## Text extract:
»»
What do these shapes have in common? As you can see, A has in common with B that they are black circles, and A has in common with C a red triangle at its center. However, both B and C do not share anything in common, aside from trivialities. For instance, one could say that both are shapes. This is utterly trivial because it doesn’t help in drawing important distinctions for the purpose of our analysis (indeed, it’s presupposed in the question itself that they are all shapes). Another trivial essence would be to say, “Both B and C are things.” It is the height of triviality to say the essence of all things is that they are things.

If we dispense with trivialities, we can see it’s possible for there to evolve within language use a family of resemblances without an essence common to all. That is to say, perhaps A was the first thing anyone called a “Gooblee”. Later, let’s say that B was discovered and the black circular aspect was what compelled one to also call it a “Gooblee”. Later still, C was discovered and the red triangle in common with A at the center compelled one to call it a “Gooblee”. It’s possible to think, therefore, that if the history of discovery were different, and B was discovered first followed by C, and A was never discovered at all, there’d be no labeling of C as a “Gooblee” according to the same logic. As well, even given the original history, it’s possible that a more strict “science” of “Gooblees” could be developed. And then perhaps (for whatever reasons) C could be dethroned as a “Gooblee”, much as Pluto was dethroned the honor of being a planet.

I would like to suggest that the same can be said of the word ‘consciousness’: that there is no one essence to the use of the word, and the only thing that unites them all are trivialities. Despite sharing no strict essence, I believe there are what I’d call three different families of uses of consciousness-talk, in which more similarities than differences within linguistic practice fall:

Simulated Consciousness

2. Real Consciousness

3. “Really Real Consciousness”

I will start with “Really Real Consciousness”. If you noticed, it is the only alternative in quotes. This is intentional because I believe that these are nonsensical uses based upon an illusion, found largely in metaphysics. This is not to disparage philosophers, for it is not at all obvious that these are nonsensical uses. One must give great thought and consideration to come to these conclusions, and it would be monstrous to simply dismiss the depth of thought from a Descartes with a wave of the hand. But dismiss these ideas we must for — in the final analysis — they are the single greatest obstacle in our way to developing criteria for judging A.I. consciousness.
««
## Supplied information:
»»
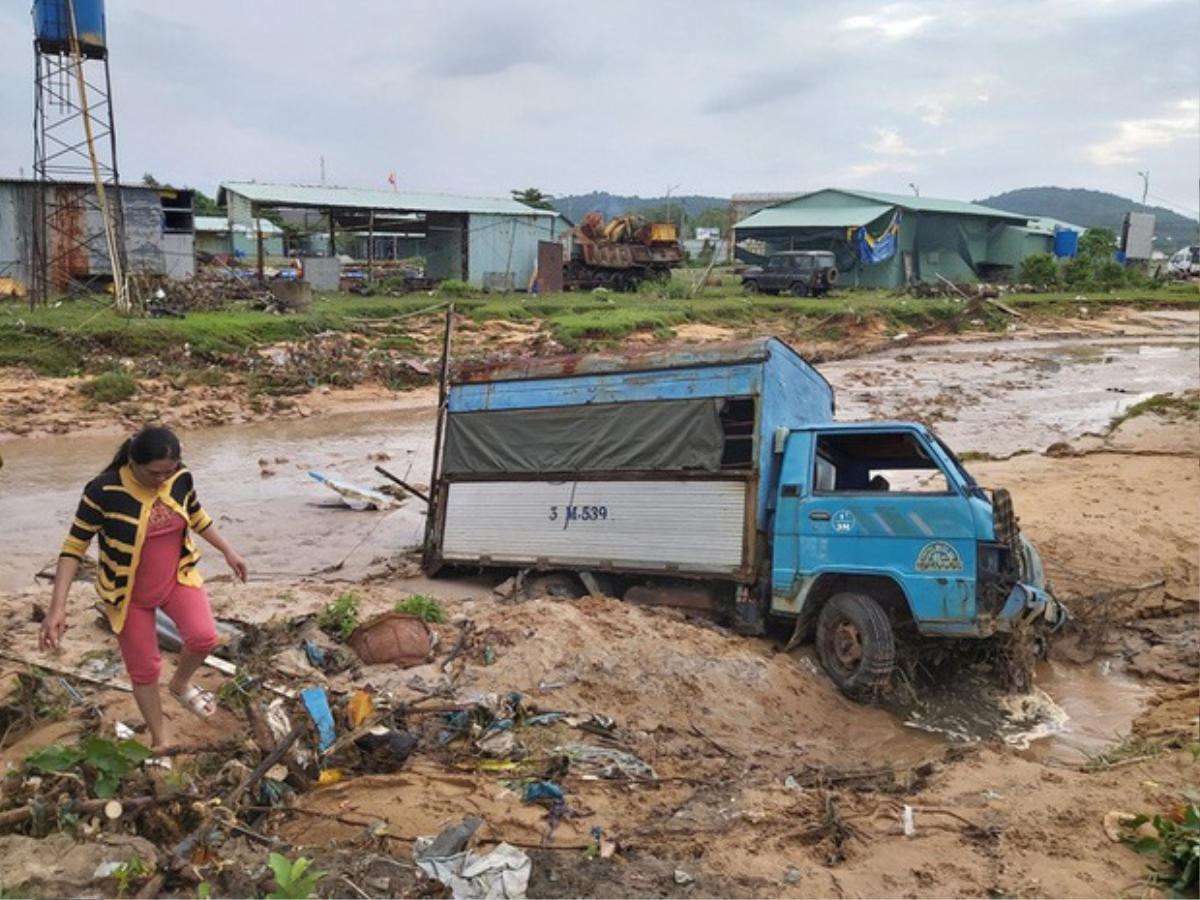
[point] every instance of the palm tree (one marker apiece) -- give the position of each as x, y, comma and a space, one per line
««
## Given instruction:
Please continue the essay above on the uses of the word "consciousness," starting right after its final sentence.

## The answer:
Uses of ‘consciousness’ that fall within the “Really Real” category terminate in what I would call solipsistic purgatory. These are the uses that give rise to what’s called the “hard problem” of consciousness. The “hard problem” of consciousness is widely considered to be among the most challenging of all philosophical problems. Although the worries which comprise the “hard problem” were not first worried by David Chalmers (most iconic philosophers have grappled with it in one form or another), he coined the term and gave it its most explicit shape:

“What makes the hard problem hard and almost unique is that it goes beyond problems about the performance of functions. To see this, note that even when we have explained the performance of all the cognitive and behavioral functions in the vicinity of experience — perceptual discrimination, categorization, internal access, verbal report — there may still remain a further unanswered question: Why is the performance of these functions accompanied by experience?”

The “hard problem” arises from a seemingly unbridgeable conceptual gulf between phenomenal consciousness (what it’s like for a subject to have experience) and the material sciences. At the outset, it not only appears to be a hard problem but an unsolvable problem, for it’s not even clear hypothetically how material objects and processes can lead to “phenomenal experience” or “qualia”. There thus seems to be a deep dualism in which, not only do we not have any answers — we do not even know what a hypothetical answer might look like.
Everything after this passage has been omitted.